The open-source community has organized itself in a way that tends to
amplify the productivity effects of open source. In the Linux world,
in particular, it's an economically significant fact that there are
multiple competing Linux distributors which form a tier separate from
the developers.
Developers write code, and make the code available over the Internet.
Each distributor selects some subset of the available code, integrates
and packages and brands it, and sells it to customers. Users
choose among distributions, and may supplement a distribution by
downloading code directly from developer sites.
The effect of this tier separation is to create a very fluid internal
market for improvements. Developers compete with each other, for the
attention of distributors and users, on the quality of their software.
Distributors compete for user dollars on the appropriateness of their
selection policies, and on the value they can add to the software.
A first-order effect of this internal market structure is that no
node in the net is indispensible. Developers can drop out; even if their
portion of the code base is not picked up directly by some other
developer, the competition for attention will tend to rapidly generate
functional alternatives. Distributors can fail without damaging or
compromising the common open-source code base. The ecology as a whole
has a more rapid response to market demands, and more capability to
resist shocks and regenerate itself, than any monolithic vendor of a
closed-source operating system can possibly muster.

▶ [Request 1] In the passage on the open-source market, what do Linux distributors compete on?
▶ [Request 2] Please sum up the passage on Linux developers and distributors in two sentences.
▶ [Request 3] Write the next few sentences of the passage on open-source tier separation, picking up right after its final sentence.

▶ [Raw data]
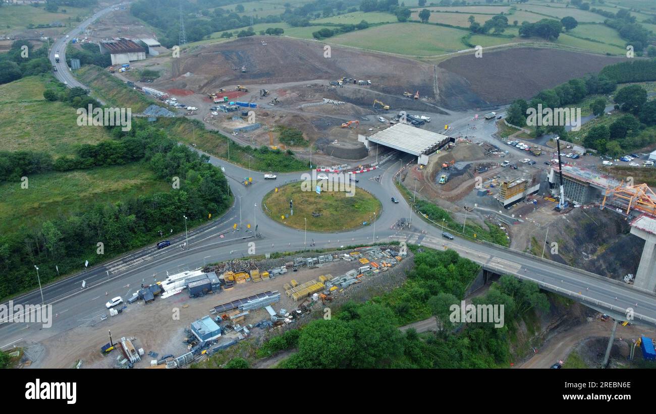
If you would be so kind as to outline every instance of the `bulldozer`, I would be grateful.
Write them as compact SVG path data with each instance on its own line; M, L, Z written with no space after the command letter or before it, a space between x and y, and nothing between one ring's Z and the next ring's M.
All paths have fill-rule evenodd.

▶ [Task result 1] They compete for user dollars on how appropriate their selection policies are and on the value they can add to the software.

▶ [Task result 2] In the Linux world, developers write code and make it available over the Internet, while a separate tier of competing distributors selects, integrates, packages, brands, and sells it, creating a fluid internal market where developers compete on software quality and distributors compete on selection policies and added value. Because of this structure no single node is indispensable, so the ecology as a whole responds to market demands faster and resists and recovers from shocks better than any monolithic closed-source vendor could.

▶ [Task result 3]
Another important effect is to lower overhead and increase
efficiency through specialization. Developers don't experience the
pressures that routinely compromise conventional closed projects and
turn them into tar-pits—no lists of pointless and distracting
check-list features from Marketing, no management mandates to use
inappropriate and outdated languages or development environments, no
requirement to reinvent wheels in a new and incompatible way in the
name of product differentiation or intellectual-property protection,
and (most importantly) no deadlines. No rushing
a 1.0 out the door before it's done right. De Marco and Lister
observed in their discussion of the `wake me when it's over'
management style in ``Peopleware: Productive Projects and Teams''
[DL] that this generally conduces not only
to higher quality but actually to the most rapid delivery of a
working result.
Distributors, on the other hand, get to specialize in the things
distributors can do most effectively. Freed of the need to fund
massive and ongoing software development just to stay competitive,
they can concentrate on system integration, packaging, quality
assurance, and service.
Both distributors and developers are kept honest by the constant
feedback from and monitoring by users that is an integral part of the
open-source method.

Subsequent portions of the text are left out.